### TO DO:
Please locate each line in the records below that contains the word "building" and copy those lines.

(Source data)
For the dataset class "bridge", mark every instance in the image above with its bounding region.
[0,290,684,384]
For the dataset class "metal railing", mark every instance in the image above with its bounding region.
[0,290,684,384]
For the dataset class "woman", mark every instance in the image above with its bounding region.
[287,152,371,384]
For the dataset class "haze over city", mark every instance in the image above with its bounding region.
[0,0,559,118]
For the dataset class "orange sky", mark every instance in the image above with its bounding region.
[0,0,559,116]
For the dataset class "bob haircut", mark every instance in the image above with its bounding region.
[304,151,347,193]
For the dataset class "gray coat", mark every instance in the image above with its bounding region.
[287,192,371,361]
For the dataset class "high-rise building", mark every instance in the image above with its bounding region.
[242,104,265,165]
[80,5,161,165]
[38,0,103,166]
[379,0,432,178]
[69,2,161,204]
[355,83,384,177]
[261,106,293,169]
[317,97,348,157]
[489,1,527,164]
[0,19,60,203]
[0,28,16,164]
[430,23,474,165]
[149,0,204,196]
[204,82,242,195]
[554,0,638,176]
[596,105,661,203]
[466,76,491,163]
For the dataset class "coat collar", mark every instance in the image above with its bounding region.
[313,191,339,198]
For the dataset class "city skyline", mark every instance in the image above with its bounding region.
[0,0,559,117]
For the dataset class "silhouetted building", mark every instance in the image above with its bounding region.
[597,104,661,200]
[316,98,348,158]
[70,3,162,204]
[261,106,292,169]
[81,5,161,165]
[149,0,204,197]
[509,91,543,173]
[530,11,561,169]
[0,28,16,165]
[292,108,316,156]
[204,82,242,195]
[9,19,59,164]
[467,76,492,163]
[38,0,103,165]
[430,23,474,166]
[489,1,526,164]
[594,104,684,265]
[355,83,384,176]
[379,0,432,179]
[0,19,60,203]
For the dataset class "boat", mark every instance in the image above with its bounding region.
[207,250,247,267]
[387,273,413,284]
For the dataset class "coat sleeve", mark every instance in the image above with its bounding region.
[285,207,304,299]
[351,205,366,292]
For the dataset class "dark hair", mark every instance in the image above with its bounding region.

### SOLUTION TO THIS PROBLEM:
For the dataset class "high-rise building", mark every instance in the image above with its bounding region.
For the dataset class "silhouetted building", mark every instance in the image above with its bounding region.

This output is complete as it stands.